- _练习目标_: 根据下文的 strStr 题解，模式串长度大于主串长度时应该返回什么？

**** 摘录原文 ****

/*
* Return the index of the first occurrence of needle in haystack,or -1 if needle is not part
of haystack.Clarification:
What should we return when needle is an empty string?This is a great question to ast during
an interview.
For the purpose of this problem,we will return 0 when needle is an empty string.This is consistent
to C'S strStr() and Java's indexOf().

* Example 1:

Input:haystack="hello",needle="ll"
Output:2
*
Example 2:
Input:haystack ="aaaaa",needle="bba"
Output: -1

* 题目解释:
* 其实这道题很容易理解,但需要注意模式串为0时,应该返回0;模式串长度大于主串长度时,应该返回-1.
* 方法1:
* 暴力破解
* 方法2:
* KMP算法

public class ImplementstrStr {
    public int strStr(String haystack,String needle){
        int haylen=haystack.length();
        int needlen=needle.length();
        if(haylen<needlen)
            return -1;
        if(needlen==0)
            return 0;
        /*主串*/
        for(int i=0;i<haylen-needlen+1;i++){
            int j;
            /*模式串*/
            for(j=0;j<needlen;j++){
                if(haystack.charAt(i+j)!=needle.charAt(j))
                    break;/*不符合的情况,直接跳出,主串指针后移一位*/
            }
            /*匹配成功*/
            if(j==needlen){
                return i;
            }
        }
        return -1;
    }
    public  int strStr1(String haystack,String needle){
        /*两种特殊情况*/
        if(needle.length()==0)

**** 数据列表 ****

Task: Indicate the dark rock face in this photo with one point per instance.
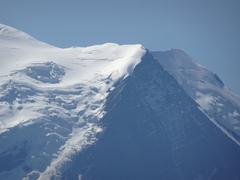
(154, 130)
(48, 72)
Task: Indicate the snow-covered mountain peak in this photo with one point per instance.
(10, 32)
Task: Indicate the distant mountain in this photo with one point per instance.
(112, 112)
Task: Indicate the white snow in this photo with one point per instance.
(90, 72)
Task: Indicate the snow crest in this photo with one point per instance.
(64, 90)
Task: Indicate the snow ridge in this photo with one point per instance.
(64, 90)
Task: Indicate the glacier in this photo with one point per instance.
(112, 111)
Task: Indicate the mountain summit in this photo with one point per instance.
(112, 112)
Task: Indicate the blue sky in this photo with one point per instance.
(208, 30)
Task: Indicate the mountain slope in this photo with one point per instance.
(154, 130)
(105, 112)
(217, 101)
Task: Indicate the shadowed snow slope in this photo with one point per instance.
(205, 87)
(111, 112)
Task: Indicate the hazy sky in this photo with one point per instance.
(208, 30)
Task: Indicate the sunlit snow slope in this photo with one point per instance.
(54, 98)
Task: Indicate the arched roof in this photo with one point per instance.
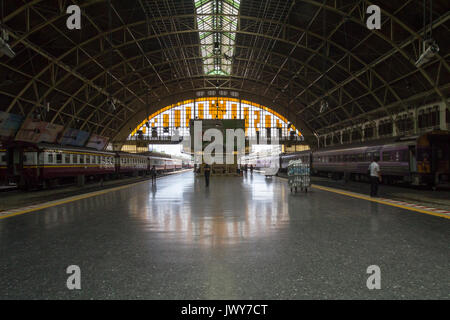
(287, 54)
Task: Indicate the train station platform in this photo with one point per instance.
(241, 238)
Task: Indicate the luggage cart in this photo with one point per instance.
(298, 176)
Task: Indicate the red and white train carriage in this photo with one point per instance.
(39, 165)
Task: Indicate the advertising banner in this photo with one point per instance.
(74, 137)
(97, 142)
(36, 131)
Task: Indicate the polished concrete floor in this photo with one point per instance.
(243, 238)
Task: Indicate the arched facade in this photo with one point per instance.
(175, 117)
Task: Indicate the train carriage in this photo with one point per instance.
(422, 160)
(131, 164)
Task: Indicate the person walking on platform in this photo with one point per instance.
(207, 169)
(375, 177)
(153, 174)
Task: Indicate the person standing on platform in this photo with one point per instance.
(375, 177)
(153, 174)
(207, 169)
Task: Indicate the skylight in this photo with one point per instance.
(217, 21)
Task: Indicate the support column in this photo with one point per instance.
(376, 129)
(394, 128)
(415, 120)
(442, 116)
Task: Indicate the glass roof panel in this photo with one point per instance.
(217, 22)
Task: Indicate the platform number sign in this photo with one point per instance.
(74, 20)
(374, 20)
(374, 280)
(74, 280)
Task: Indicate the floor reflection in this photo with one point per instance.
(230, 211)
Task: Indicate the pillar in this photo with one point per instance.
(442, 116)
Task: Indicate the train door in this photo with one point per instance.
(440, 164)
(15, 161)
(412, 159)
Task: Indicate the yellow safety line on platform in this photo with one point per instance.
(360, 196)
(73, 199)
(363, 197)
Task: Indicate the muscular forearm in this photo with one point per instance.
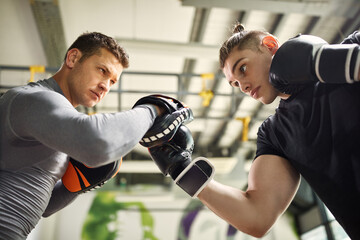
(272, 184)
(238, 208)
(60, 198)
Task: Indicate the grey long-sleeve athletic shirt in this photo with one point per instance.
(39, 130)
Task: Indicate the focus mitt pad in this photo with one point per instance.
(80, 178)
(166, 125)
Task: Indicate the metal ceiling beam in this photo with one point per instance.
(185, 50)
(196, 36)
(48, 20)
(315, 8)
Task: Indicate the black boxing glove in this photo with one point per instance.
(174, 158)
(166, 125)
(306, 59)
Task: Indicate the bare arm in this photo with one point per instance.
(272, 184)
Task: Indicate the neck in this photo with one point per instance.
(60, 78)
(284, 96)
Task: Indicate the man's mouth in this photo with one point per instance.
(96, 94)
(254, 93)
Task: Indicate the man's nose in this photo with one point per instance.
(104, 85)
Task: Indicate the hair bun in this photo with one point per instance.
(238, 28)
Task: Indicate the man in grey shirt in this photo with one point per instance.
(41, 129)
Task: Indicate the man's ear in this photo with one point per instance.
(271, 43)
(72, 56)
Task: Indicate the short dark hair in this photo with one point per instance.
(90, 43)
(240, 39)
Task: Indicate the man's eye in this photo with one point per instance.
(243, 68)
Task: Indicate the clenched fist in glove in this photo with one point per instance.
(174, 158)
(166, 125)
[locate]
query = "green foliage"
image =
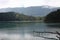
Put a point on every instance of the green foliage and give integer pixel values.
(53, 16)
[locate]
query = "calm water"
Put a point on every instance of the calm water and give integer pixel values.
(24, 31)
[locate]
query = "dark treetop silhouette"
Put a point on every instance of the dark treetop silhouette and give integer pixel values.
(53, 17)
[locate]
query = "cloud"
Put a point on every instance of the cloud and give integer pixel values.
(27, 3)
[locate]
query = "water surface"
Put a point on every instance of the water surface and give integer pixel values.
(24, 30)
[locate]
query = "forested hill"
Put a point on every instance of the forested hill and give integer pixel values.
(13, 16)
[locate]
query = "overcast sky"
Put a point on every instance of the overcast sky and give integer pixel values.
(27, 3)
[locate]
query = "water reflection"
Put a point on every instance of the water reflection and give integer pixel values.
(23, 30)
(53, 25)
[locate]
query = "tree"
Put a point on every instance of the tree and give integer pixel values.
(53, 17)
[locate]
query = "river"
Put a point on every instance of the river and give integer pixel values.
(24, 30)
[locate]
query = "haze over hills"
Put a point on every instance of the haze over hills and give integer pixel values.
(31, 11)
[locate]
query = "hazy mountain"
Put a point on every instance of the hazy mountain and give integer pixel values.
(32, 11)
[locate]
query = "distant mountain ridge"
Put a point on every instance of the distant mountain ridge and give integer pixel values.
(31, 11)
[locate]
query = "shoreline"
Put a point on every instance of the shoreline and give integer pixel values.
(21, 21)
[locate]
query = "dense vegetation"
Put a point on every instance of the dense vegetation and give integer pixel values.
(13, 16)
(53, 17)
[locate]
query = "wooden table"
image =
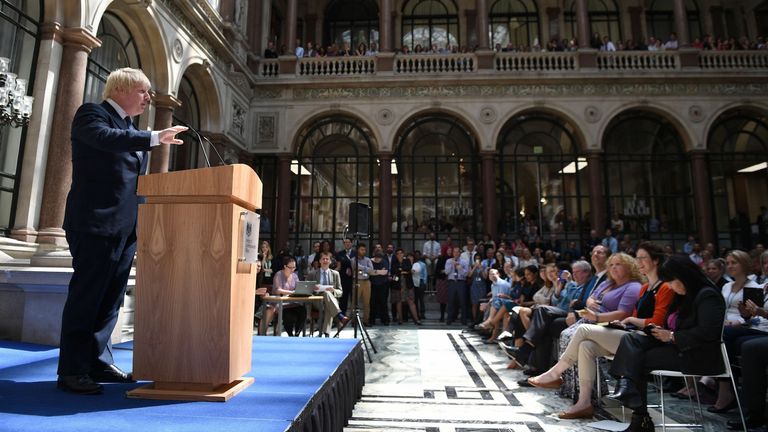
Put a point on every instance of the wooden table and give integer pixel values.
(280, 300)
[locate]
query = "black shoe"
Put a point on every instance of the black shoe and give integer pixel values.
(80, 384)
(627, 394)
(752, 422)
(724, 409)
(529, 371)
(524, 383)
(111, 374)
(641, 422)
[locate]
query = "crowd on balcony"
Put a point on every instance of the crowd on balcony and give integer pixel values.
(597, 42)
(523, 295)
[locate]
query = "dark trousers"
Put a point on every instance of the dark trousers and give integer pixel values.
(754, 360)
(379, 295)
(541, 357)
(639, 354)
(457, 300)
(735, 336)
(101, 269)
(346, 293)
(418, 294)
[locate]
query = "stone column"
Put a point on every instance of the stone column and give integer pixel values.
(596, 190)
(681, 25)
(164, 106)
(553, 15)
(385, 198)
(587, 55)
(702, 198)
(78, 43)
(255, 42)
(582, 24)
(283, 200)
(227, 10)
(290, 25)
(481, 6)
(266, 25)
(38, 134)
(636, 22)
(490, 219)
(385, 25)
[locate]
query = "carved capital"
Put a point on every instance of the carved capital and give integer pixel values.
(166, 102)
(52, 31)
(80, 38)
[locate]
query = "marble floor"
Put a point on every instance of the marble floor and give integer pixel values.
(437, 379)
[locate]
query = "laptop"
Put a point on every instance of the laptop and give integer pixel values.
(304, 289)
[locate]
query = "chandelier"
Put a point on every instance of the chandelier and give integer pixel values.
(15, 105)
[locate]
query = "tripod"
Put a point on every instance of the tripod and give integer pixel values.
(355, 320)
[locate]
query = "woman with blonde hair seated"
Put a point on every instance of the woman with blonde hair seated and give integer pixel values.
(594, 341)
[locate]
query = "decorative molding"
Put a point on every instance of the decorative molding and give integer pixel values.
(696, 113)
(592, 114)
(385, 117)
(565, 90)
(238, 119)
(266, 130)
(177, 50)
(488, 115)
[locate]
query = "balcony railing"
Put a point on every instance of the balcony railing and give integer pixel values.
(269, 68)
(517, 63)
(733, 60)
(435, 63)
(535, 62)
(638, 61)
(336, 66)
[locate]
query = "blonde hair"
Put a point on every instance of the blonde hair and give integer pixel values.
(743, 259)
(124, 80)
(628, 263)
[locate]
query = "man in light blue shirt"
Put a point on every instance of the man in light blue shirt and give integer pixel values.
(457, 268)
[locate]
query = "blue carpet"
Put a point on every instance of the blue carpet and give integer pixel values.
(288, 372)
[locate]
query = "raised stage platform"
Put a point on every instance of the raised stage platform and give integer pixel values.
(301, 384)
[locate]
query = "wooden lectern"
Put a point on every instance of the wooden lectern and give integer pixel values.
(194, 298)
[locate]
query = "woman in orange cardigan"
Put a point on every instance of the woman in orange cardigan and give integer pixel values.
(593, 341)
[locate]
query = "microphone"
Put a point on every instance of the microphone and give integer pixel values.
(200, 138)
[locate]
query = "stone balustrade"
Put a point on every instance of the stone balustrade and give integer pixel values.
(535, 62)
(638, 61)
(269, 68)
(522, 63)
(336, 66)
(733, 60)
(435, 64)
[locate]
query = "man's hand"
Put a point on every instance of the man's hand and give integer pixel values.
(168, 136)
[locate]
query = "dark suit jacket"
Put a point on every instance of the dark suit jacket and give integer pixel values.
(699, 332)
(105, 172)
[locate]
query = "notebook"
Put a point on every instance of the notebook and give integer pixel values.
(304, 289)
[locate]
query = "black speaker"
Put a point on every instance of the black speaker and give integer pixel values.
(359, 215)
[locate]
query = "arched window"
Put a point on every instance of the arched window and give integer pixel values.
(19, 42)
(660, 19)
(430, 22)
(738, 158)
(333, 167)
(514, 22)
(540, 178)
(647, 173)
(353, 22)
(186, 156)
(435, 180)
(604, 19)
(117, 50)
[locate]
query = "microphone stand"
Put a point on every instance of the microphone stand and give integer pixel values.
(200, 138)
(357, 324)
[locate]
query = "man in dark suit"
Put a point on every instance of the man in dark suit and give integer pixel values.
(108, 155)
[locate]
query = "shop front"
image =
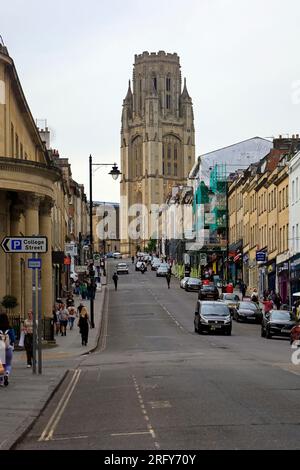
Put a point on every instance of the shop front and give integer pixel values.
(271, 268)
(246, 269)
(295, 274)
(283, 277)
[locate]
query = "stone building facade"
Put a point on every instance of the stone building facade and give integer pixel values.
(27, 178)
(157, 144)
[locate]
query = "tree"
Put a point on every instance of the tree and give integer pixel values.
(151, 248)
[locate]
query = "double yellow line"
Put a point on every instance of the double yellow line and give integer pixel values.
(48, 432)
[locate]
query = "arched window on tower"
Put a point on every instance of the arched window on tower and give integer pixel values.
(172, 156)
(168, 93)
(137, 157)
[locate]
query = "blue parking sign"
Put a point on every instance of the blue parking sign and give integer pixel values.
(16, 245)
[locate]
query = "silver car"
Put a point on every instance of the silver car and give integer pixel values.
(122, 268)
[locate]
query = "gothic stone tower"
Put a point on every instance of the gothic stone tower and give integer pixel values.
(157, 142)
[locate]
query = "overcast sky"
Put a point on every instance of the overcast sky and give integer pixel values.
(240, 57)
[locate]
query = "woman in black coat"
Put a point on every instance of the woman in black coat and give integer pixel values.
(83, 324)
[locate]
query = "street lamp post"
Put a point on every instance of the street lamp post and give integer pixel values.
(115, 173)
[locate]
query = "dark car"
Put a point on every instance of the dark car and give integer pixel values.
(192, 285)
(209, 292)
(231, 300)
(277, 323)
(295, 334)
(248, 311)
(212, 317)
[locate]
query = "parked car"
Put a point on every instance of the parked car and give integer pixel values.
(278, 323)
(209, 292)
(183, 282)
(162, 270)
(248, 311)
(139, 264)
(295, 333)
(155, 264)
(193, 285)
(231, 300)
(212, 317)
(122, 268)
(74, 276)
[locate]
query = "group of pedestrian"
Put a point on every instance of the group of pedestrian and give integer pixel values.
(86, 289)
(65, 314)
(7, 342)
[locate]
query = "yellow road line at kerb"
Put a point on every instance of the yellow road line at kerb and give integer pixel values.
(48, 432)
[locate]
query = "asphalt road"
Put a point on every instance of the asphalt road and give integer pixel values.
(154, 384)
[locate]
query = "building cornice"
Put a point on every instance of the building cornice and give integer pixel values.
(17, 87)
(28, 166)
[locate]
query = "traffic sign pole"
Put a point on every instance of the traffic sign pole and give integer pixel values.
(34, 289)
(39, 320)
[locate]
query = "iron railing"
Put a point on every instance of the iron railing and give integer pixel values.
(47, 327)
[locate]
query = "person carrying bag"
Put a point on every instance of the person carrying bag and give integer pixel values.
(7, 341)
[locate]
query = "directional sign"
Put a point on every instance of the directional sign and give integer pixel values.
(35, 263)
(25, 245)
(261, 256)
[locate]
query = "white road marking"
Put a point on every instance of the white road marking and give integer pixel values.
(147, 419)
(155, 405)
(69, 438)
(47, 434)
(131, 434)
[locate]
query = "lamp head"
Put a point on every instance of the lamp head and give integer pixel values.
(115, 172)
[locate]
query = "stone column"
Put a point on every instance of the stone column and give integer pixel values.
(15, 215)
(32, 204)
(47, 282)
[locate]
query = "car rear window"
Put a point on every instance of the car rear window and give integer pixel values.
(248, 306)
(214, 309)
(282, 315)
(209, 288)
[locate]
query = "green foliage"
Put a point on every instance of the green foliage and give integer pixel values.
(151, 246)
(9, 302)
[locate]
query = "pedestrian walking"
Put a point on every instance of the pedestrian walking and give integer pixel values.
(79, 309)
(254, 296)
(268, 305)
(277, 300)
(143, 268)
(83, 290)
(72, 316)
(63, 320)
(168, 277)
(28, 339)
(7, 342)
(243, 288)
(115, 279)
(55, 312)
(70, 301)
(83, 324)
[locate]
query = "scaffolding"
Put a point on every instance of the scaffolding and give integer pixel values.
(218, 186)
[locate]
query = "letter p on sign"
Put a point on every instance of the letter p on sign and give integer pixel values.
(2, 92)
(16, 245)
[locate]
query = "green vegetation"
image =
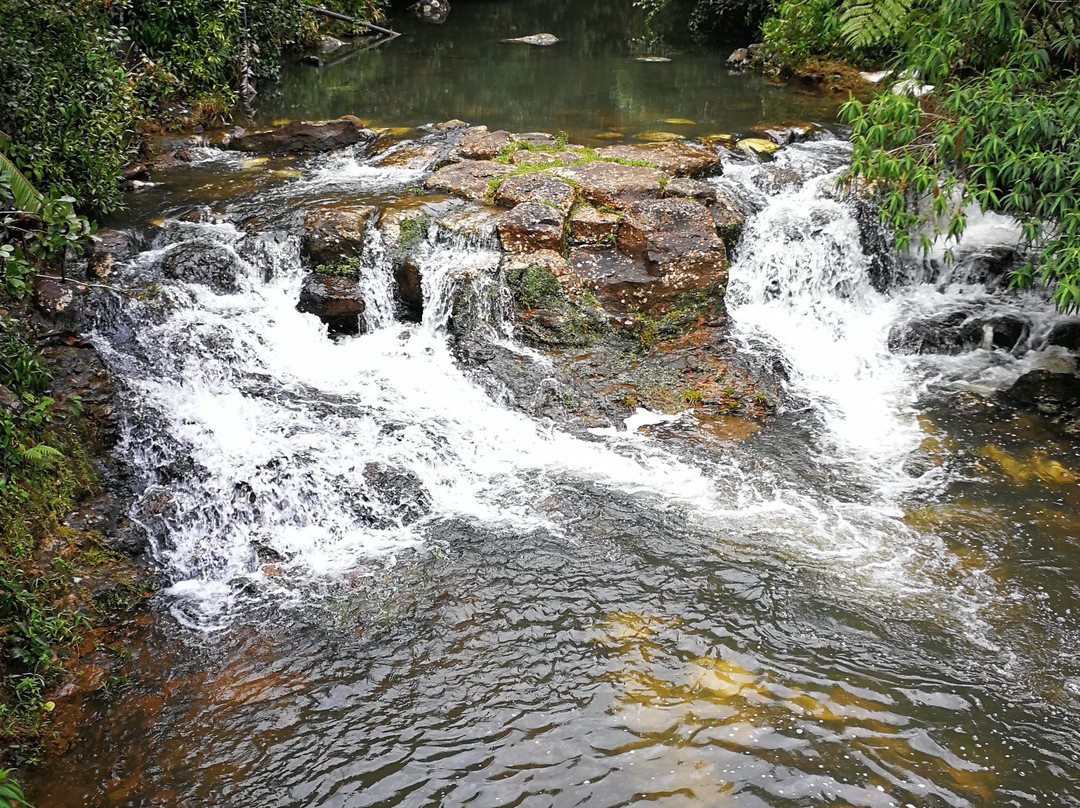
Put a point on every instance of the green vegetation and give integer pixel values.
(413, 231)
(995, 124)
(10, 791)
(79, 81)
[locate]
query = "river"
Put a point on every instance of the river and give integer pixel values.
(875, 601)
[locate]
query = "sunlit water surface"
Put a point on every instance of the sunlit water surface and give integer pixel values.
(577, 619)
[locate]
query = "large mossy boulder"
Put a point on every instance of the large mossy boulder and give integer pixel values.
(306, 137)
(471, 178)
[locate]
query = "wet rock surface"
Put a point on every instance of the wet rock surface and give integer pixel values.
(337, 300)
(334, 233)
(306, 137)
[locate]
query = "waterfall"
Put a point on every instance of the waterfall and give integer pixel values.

****

- _完成答案_: 应该返回 -1。